-- START --
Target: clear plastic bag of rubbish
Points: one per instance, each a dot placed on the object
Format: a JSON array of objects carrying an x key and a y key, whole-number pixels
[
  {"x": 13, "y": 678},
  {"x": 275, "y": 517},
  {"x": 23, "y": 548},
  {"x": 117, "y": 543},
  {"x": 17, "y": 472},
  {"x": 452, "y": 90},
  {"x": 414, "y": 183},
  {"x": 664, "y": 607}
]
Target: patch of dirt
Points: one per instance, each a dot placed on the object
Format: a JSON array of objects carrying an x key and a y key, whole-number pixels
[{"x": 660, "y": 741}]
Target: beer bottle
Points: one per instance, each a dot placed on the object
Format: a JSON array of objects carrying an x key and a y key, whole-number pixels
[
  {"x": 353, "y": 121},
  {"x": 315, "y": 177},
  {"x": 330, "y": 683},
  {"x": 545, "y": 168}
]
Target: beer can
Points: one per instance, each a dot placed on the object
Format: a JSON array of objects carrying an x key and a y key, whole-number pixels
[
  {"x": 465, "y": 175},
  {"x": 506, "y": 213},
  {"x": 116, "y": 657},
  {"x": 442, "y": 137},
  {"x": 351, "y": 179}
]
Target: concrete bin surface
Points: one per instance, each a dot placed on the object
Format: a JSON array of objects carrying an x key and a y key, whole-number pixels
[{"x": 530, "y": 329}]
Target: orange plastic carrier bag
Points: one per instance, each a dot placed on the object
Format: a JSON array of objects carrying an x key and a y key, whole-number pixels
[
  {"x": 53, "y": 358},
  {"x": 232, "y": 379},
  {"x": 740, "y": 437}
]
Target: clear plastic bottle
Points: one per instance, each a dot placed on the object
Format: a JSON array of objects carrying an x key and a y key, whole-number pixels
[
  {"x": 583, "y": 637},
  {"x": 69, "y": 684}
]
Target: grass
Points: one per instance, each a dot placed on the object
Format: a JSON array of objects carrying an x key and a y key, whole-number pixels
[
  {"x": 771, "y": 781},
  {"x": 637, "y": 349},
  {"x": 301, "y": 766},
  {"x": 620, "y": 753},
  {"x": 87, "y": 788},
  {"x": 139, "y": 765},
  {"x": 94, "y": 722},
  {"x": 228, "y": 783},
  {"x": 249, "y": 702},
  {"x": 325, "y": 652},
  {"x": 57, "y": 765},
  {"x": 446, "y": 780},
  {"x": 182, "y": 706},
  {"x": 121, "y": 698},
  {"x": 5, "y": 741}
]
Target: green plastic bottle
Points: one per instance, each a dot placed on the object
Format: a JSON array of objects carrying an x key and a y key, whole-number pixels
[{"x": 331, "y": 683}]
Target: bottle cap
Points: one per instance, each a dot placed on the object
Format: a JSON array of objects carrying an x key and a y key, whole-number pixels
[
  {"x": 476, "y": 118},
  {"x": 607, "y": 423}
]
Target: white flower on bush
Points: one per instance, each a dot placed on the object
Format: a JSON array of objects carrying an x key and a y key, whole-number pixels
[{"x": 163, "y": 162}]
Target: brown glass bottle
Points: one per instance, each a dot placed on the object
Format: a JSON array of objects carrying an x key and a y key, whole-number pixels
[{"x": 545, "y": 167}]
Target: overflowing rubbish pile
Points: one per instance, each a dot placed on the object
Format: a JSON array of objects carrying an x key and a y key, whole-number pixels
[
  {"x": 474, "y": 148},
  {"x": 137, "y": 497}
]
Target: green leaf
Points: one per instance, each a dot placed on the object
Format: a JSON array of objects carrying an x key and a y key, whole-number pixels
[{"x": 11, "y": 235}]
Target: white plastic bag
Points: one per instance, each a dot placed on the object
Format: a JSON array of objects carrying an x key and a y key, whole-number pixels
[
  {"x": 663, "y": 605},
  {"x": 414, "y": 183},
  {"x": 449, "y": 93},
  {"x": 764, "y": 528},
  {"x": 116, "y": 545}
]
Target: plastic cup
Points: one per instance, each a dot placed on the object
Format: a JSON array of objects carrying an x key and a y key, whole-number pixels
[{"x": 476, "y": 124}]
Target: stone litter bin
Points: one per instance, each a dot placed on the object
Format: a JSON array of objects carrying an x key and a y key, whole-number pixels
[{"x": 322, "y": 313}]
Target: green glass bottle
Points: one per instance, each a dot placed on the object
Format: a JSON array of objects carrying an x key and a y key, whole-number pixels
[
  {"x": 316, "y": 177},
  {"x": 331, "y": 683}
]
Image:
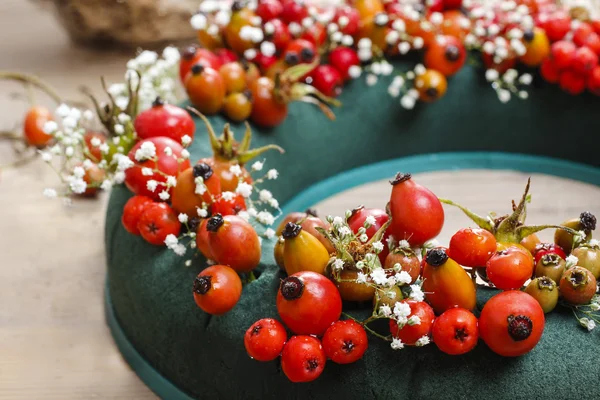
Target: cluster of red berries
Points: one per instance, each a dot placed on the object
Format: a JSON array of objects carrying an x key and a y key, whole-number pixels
[{"x": 573, "y": 61}]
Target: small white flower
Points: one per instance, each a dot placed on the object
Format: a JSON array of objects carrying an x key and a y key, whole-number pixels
[
  {"x": 164, "y": 195},
  {"x": 269, "y": 233},
  {"x": 171, "y": 241},
  {"x": 416, "y": 293},
  {"x": 385, "y": 310},
  {"x": 354, "y": 71},
  {"x": 257, "y": 166},
  {"x": 491, "y": 75},
  {"x": 50, "y": 193},
  {"x": 571, "y": 261},
  {"x": 361, "y": 278},
  {"x": 423, "y": 341},
  {"x": 186, "y": 140},
  {"x": 146, "y": 151},
  {"x": 151, "y": 185},
  {"x": 244, "y": 189},
  {"x": 147, "y": 171},
  {"x": 397, "y": 344},
  {"x": 378, "y": 246}
]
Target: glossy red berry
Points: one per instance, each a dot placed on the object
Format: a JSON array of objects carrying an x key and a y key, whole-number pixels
[
  {"x": 326, "y": 80},
  {"x": 562, "y": 54},
  {"x": 157, "y": 221},
  {"x": 593, "y": 81},
  {"x": 303, "y": 359},
  {"x": 294, "y": 11},
  {"x": 345, "y": 342},
  {"x": 269, "y": 9},
  {"x": 164, "y": 120},
  {"x": 549, "y": 71},
  {"x": 584, "y": 61},
  {"x": 265, "y": 339},
  {"x": 557, "y": 25},
  {"x": 342, "y": 59},
  {"x": 132, "y": 211},
  {"x": 571, "y": 82}
]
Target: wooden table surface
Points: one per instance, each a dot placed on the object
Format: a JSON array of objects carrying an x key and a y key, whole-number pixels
[{"x": 53, "y": 340}]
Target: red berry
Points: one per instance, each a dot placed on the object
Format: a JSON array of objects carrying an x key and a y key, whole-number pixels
[
  {"x": 265, "y": 339},
  {"x": 225, "y": 56},
  {"x": 593, "y": 43},
  {"x": 580, "y": 35},
  {"x": 584, "y": 61},
  {"x": 164, "y": 120},
  {"x": 132, "y": 211},
  {"x": 571, "y": 82},
  {"x": 557, "y": 25},
  {"x": 549, "y": 71},
  {"x": 278, "y": 33},
  {"x": 593, "y": 81},
  {"x": 269, "y": 9},
  {"x": 158, "y": 220},
  {"x": 347, "y": 18},
  {"x": 294, "y": 11},
  {"x": 345, "y": 342},
  {"x": 562, "y": 54},
  {"x": 342, "y": 58},
  {"x": 327, "y": 80},
  {"x": 303, "y": 359}
]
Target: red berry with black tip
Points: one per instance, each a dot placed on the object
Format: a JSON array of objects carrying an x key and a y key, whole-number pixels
[
  {"x": 584, "y": 61},
  {"x": 164, "y": 119},
  {"x": 303, "y": 359},
  {"x": 327, "y": 80},
  {"x": 269, "y": 9},
  {"x": 571, "y": 82},
  {"x": 342, "y": 59},
  {"x": 562, "y": 54},
  {"x": 265, "y": 339}
]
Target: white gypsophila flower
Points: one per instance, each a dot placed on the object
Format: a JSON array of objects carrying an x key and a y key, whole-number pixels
[
  {"x": 146, "y": 151},
  {"x": 228, "y": 196},
  {"x": 171, "y": 181},
  {"x": 186, "y": 140},
  {"x": 151, "y": 185},
  {"x": 164, "y": 195},
  {"x": 385, "y": 311},
  {"x": 265, "y": 218},
  {"x": 265, "y": 195},
  {"x": 361, "y": 278},
  {"x": 171, "y": 241},
  {"x": 396, "y": 344},
  {"x": 571, "y": 261},
  {"x": 423, "y": 341},
  {"x": 416, "y": 293},
  {"x": 78, "y": 185},
  {"x": 403, "y": 278},
  {"x": 235, "y": 170},
  {"x": 378, "y": 246},
  {"x": 269, "y": 233},
  {"x": 244, "y": 189},
  {"x": 183, "y": 218},
  {"x": 50, "y": 193},
  {"x": 401, "y": 310},
  {"x": 257, "y": 166}
]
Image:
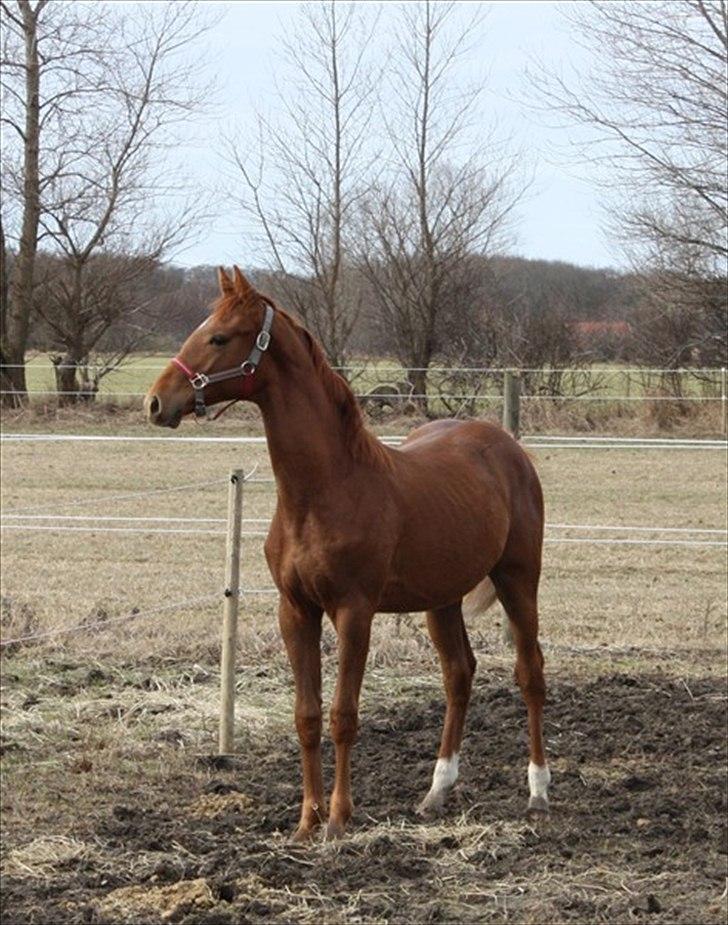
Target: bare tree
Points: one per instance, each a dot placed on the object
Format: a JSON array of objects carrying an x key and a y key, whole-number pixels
[
  {"x": 96, "y": 321},
  {"x": 302, "y": 192},
  {"x": 91, "y": 101},
  {"x": 434, "y": 209},
  {"x": 654, "y": 106}
]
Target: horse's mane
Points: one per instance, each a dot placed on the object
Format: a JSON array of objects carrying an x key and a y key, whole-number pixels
[{"x": 361, "y": 443}]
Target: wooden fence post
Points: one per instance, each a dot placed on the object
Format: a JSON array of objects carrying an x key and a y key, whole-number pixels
[
  {"x": 512, "y": 402},
  {"x": 230, "y": 613}
]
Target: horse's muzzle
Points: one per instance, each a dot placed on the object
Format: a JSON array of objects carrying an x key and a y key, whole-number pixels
[{"x": 158, "y": 415}]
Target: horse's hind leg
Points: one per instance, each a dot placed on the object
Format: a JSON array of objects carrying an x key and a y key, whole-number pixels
[
  {"x": 517, "y": 591},
  {"x": 447, "y": 631}
]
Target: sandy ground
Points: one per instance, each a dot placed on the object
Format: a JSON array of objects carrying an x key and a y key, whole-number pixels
[{"x": 115, "y": 811}]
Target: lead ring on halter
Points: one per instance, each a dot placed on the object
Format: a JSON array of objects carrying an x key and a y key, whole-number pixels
[{"x": 247, "y": 368}]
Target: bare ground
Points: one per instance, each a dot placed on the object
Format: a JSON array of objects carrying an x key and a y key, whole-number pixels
[{"x": 129, "y": 821}]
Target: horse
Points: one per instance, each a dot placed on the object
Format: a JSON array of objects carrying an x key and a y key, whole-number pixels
[{"x": 448, "y": 521}]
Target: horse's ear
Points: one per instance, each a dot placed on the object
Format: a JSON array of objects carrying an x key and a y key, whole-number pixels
[
  {"x": 227, "y": 286},
  {"x": 242, "y": 287}
]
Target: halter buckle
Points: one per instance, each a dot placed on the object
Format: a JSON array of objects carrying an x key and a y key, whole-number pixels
[{"x": 199, "y": 381}]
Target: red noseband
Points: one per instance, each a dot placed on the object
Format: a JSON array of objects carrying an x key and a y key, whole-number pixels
[{"x": 247, "y": 368}]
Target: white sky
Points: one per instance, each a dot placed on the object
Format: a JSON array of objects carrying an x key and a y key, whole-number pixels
[{"x": 562, "y": 217}]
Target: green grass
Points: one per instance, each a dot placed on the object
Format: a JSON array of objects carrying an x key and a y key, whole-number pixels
[{"x": 608, "y": 381}]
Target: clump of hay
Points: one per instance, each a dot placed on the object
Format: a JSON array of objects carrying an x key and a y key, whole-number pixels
[
  {"x": 42, "y": 857},
  {"x": 214, "y": 805}
]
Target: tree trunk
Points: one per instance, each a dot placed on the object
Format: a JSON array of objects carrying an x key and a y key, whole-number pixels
[
  {"x": 417, "y": 379},
  {"x": 65, "y": 368},
  {"x": 14, "y": 336}
]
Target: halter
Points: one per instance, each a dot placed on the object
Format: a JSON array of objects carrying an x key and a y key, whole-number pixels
[{"x": 247, "y": 368}]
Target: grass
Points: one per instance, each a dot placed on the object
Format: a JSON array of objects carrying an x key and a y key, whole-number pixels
[{"x": 591, "y": 595}]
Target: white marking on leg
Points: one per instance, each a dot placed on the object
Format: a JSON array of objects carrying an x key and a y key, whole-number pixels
[
  {"x": 539, "y": 779},
  {"x": 444, "y": 776},
  {"x": 446, "y": 772}
]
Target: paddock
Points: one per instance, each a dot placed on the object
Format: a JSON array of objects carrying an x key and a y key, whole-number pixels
[{"x": 117, "y": 809}]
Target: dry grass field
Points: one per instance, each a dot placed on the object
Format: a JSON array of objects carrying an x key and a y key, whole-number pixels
[{"x": 115, "y": 811}]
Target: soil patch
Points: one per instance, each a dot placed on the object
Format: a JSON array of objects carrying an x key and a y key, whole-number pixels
[{"x": 637, "y": 831}]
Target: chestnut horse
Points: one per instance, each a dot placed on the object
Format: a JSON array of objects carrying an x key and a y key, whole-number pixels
-- END --
→ **Direction**: Rewrite the records starting at the line containing "Target: paddock" and ending at the last line of the records, swapping "chestnut horse" for "brown horse" and keeping everything else identical.

→ **Solution for this task**:
Target: paddock
Points: one per instance, each a dot placed on the object
Format: a JSON array of objects carrying an x key and a y key, whole-number pixels
[{"x": 117, "y": 809}]
Target: dry grass field
Points: one per instance, each a dot placed on the object
Format: a JSON array of objects carrying an x key and a y key, whole-number pixels
[{"x": 115, "y": 811}]
Target: soil patch
Points: one per instance, each a dot placed on the object
Format: a JSON array of objects carrying an x key and a y key, whole-number pixels
[{"x": 637, "y": 831}]
Target: brown horse
Points: one per instance, each a dot placed on the object
Format: a JSON array of objects carrying an x key and a y key, whole-number pixels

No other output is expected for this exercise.